Your code (full program or function) will receive an array of skittles (10x10) as input (in any reasonable format). This array will represent a pile of unsorted skittles. Your task is to "eat" them from your least favorite to favorite color. My preferred order is grape, green apple, lemon, orange, strawberry, but you are free to choose any order so long as it is consistently enforced (please list your preference in your submission so I can judge you for it). After eating each piece of candy your code will output (in the same format you take input) the remaining pile with the eaten piece replaced by a space. You will repeat until only your favorite remains. You may choose any skittle to eat (may be random or deterministic). Trailing spaces must be kept.

For example, your output sequence could look like this (using 5x5 for brevity and showing spaces as .)

start   1     2     3     4     5        n 
.org. .org. .org. .org. .or.. .or..    ..r..
prgrg .rgrg .rgrg .rgrg .rgrg .r.rg    .r.r.

DATA:
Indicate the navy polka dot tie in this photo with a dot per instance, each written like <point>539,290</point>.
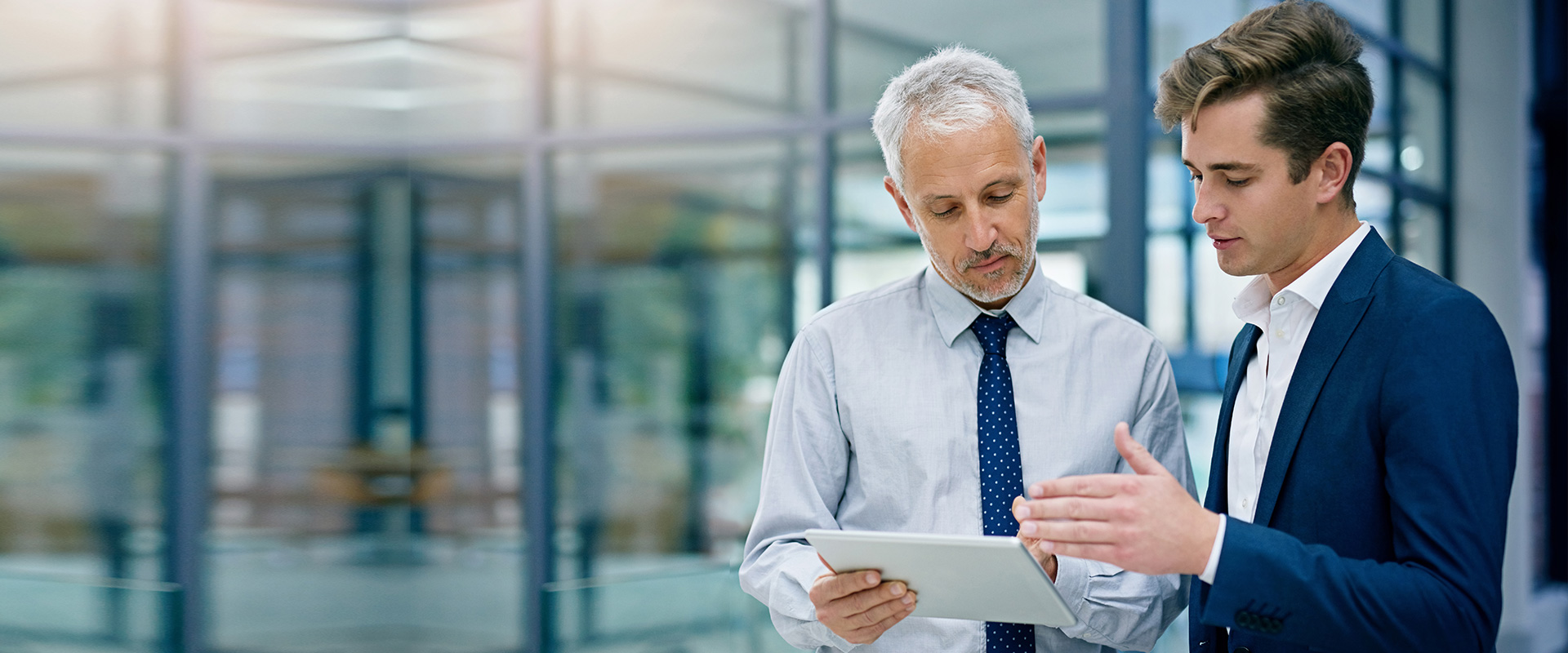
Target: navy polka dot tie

GOALS:
1. List the flavors in the preferred eating order given in the skittles challenge.
2. Retype everything in the skittles challenge from "Your code (full" down to "spaces as .)".
The lines aren't needed here.

ANSWERS TO THE EXERCISE:
1. grape, green apple, lemon, orange, strawberry

2.
Your code (full program or function) will receive an array of skittles (10x10) as input (in any reasonable format). This array will represent a pile of unsorted skittles. Your task is to "eat" them from your least favorite to favorite color. My preferred order is grape, green apple, lemon, orange, strawberry, but you are free to choose any order so long as it is consistently enforced (please list your preference in your submission so I can judge you for it). After eating each piece of candy your code will output (in the same format you take input) the remaining pile with the eaten piece replaced by a space. You will repeat until only your favorite remains. You may choose any skittle to eat (may be random or deterministic). Trailing spaces must be kept.

For example, your output sequence could look like this (using 5x5 for brevity and showing spaces as .)